**GOAL OF THE EXERCISE**
Output each of the lines below exactly as they appear, leaving out the pictures.

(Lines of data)
◇ ◇ ◇ ◇ ◇
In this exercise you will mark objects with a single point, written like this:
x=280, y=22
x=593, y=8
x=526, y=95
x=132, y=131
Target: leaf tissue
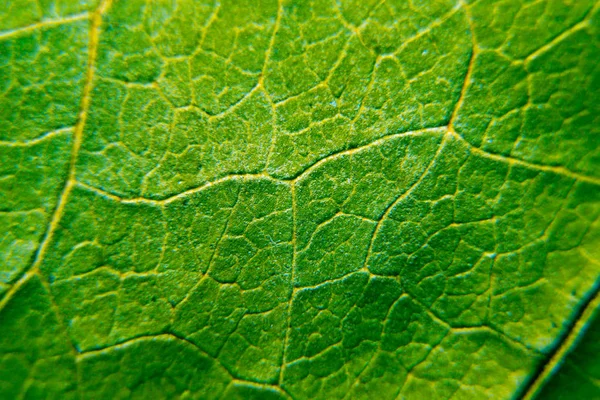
x=312, y=199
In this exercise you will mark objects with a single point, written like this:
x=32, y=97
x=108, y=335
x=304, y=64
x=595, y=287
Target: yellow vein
x=292, y=278
x=49, y=23
x=32, y=142
x=515, y=161
x=95, y=20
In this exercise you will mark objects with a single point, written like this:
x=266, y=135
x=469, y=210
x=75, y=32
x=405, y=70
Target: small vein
x=43, y=24
x=37, y=140
x=96, y=20
x=584, y=22
x=165, y=335
x=515, y=161
x=469, y=74
x=178, y=196
x=292, y=279
x=381, y=140
x=400, y=197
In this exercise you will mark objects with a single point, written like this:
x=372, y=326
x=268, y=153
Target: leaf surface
x=317, y=199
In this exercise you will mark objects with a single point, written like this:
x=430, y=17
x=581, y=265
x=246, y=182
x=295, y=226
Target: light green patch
x=321, y=199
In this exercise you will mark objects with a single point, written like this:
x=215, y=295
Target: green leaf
x=299, y=199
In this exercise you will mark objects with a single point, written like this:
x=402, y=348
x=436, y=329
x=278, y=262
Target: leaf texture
x=299, y=199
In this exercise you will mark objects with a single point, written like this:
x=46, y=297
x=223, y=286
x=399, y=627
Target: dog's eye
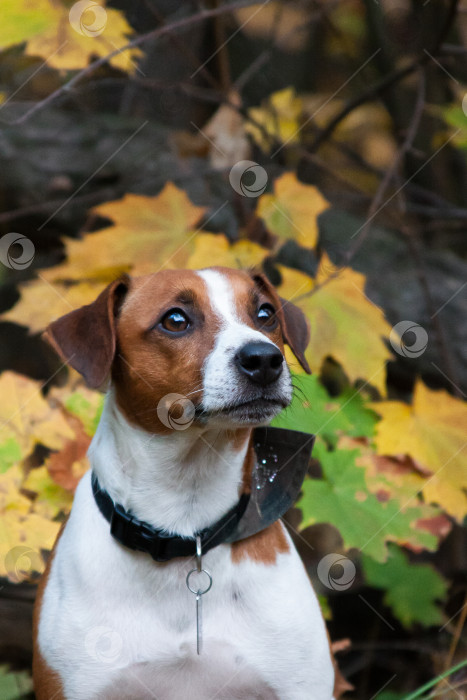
x=266, y=315
x=175, y=321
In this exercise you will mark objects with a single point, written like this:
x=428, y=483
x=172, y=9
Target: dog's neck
x=181, y=482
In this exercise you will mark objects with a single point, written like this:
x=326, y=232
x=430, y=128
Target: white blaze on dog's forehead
x=221, y=294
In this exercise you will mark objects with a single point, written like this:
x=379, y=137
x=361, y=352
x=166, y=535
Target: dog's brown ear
x=295, y=327
x=86, y=338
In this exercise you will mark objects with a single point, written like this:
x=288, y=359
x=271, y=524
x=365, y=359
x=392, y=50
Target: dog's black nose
x=261, y=362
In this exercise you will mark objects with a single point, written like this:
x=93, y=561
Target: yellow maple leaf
x=277, y=120
x=293, y=210
x=51, y=498
x=344, y=324
x=22, y=537
x=215, y=249
x=67, y=35
x=148, y=233
x=432, y=431
x=27, y=418
x=42, y=302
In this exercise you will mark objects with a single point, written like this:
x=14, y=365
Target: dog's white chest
x=115, y=625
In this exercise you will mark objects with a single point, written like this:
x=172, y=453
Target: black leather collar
x=282, y=458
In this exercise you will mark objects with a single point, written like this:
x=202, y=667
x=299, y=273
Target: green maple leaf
x=342, y=499
x=412, y=590
x=314, y=411
x=10, y=453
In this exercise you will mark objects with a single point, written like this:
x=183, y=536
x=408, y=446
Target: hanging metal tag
x=199, y=585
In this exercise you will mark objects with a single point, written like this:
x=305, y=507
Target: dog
x=114, y=621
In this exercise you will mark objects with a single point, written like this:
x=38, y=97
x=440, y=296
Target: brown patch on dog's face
x=263, y=547
x=153, y=362
x=155, y=335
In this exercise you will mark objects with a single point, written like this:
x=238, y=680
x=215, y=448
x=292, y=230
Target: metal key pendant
x=198, y=623
x=200, y=590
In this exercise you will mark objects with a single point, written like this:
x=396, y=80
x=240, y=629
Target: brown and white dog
x=112, y=623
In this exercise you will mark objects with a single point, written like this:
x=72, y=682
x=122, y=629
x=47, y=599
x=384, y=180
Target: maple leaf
x=148, y=233
x=67, y=36
x=42, y=302
x=412, y=590
x=313, y=411
x=345, y=324
x=341, y=498
x=51, y=499
x=27, y=418
x=215, y=249
x=432, y=432
x=277, y=120
x=293, y=210
x=23, y=533
x=391, y=478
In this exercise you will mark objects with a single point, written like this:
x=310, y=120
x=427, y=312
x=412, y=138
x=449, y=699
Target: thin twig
x=138, y=41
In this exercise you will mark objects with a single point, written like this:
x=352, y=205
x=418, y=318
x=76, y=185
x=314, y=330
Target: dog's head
x=213, y=338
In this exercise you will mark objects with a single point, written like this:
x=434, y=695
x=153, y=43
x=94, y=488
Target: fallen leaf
x=42, y=302
x=345, y=324
x=314, y=411
x=293, y=210
x=365, y=524
x=67, y=36
x=148, y=233
x=412, y=591
x=277, y=120
x=215, y=249
x=225, y=135
x=26, y=416
x=432, y=432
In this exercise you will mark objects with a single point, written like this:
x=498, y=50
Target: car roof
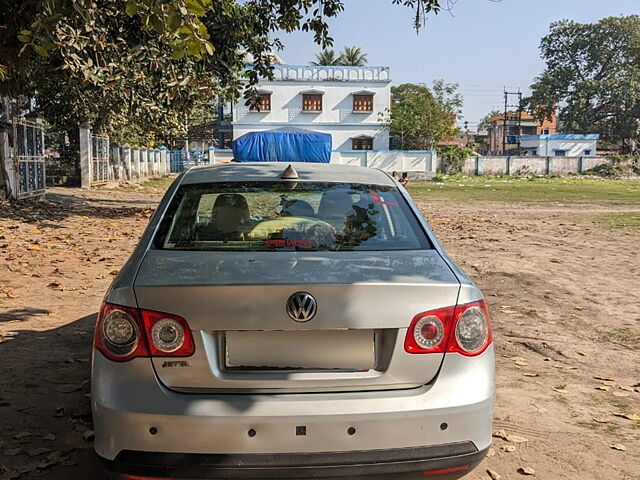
◇ ◇ ◇ ◇ ◇
**FINAL RESULT**
In this exercise you will mark objects with a single point, written like this:
x=280, y=22
x=593, y=8
x=526, y=95
x=132, y=131
Target: leaf tissue
x=312, y=199
In this exercise you will mark objects with a single point, written like this:
x=32, y=97
x=108, y=335
x=304, y=64
x=595, y=287
Target: yellow vein
x=292, y=278
x=49, y=23
x=32, y=142
x=515, y=161
x=95, y=20
In this exercise you will mark objects with a single point, written like this:
x=266, y=135
x=469, y=210
x=75, y=32
x=405, y=70
Target: small vein
x=43, y=24
x=37, y=140
x=96, y=20
x=584, y=22
x=165, y=335
x=515, y=161
x=469, y=74
x=178, y=196
x=292, y=279
x=381, y=140
x=400, y=197
In this exercise you will mark objects with a single point, written like this:
x=372, y=326
x=268, y=153
Target: leaf surface
x=317, y=199
In this exercise you will mark objects with a single point, written like this:
x=430, y=17
x=581, y=265
x=246, y=182
x=295, y=226
Target: light green patch
x=321, y=199
In this exercise you will mark objects with a single point, written like this:
x=215, y=295
Target: green leaf
x=299, y=199
In this exercise you will mark objects with a single point, written like this:
x=402, y=348
x=436, y=329
x=278, y=262
Target: leaf texture
x=299, y=199
In this exercise you will mark objects with a single point, written like this:
x=46, y=297
x=223, y=286
x=399, y=627
Target: dog's eye
x=266, y=315
x=175, y=321
In this exercise you will mark objects with a single point, written like this:
x=428, y=483
x=172, y=9
Target: dog's neck
x=181, y=482
In this exercise you will mark objects with a single point, written like this:
x=326, y=232
x=430, y=128
Target: white blaze on dog's forehead
x=221, y=294
In this exercise you will mark objects with a single point, written like this:
x=379, y=137
x=361, y=352
x=166, y=535
Target: dog's brown ear
x=295, y=327
x=86, y=338
In this exercise you will mark objects with a single point, written like this:
x=288, y=359
x=271, y=524
x=365, y=359
x=392, y=50
Target: dog's black nose
x=261, y=362
In this exercise you will mark objects with a single point, written like this:
x=93, y=561
Target: yellow maple leaf
x=277, y=120
x=293, y=210
x=51, y=498
x=344, y=324
x=22, y=537
x=215, y=249
x=67, y=35
x=148, y=233
x=432, y=431
x=27, y=418
x=42, y=302
In this exercise you will mark objects with a single point, written like this:
x=14, y=365
Target: dog's white chest
x=115, y=625
In this exercise you will mark objects with a single point, written like this:
x=172, y=453
Target: black leather collar
x=282, y=458
In this exercise you will mark objects with a single point, written like this:
x=202, y=667
x=299, y=273
Target: green maple leaf
x=342, y=499
x=412, y=590
x=314, y=411
x=10, y=453
In this exercise you will mark objects with a single point, written like this:
x=183, y=536
x=408, y=446
Target: hanging metal tag
x=199, y=585
In this exercise you will mark objects with a single point, written like this:
x=305, y=507
Target: dog
x=114, y=621
In this exercise you will mark objects with a single point, written like this:
x=38, y=97
x=440, y=296
Target: brown patch on dog's face
x=263, y=547
x=153, y=362
x=155, y=335
In this exercise you will mark objects with a single point, written like this:
x=238, y=680
x=215, y=448
x=292, y=230
Target: metal key pendant
x=198, y=623
x=200, y=590
In this exercise you will mark objects with a single point, written like this:
x=396, y=80
x=240, y=629
Target: brown and white dog
x=112, y=623
In this exercise you will mark objects with a single point, written like this:
x=72, y=682
x=122, y=629
x=47, y=599
x=384, y=180
Target: maple leaf
x=148, y=233
x=67, y=36
x=42, y=302
x=412, y=590
x=313, y=411
x=345, y=324
x=341, y=498
x=51, y=499
x=27, y=418
x=215, y=249
x=432, y=432
x=277, y=120
x=293, y=210
x=23, y=533
x=391, y=478
In this exercise you will mark objects with a single point, written like this:
x=310, y=120
x=427, y=312
x=412, y=138
x=449, y=699
Target: thin twig
x=138, y=41
In this exercise you will mark objects with a single point, written like this:
x=352, y=205
x=418, y=318
x=76, y=185
x=314, y=330
Target: dog's head
x=213, y=338
In this exercise you will mark objects with a single point, written like this:
x=434, y=695
x=153, y=43
x=94, y=488
Target: fallen leaf
x=42, y=302
x=345, y=324
x=314, y=411
x=293, y=210
x=365, y=524
x=67, y=36
x=148, y=233
x=412, y=591
x=277, y=120
x=215, y=249
x=225, y=135
x=26, y=416
x=432, y=432
In this exercise you will mark objects with a single point, written like this:
x=498, y=50
Target: car roof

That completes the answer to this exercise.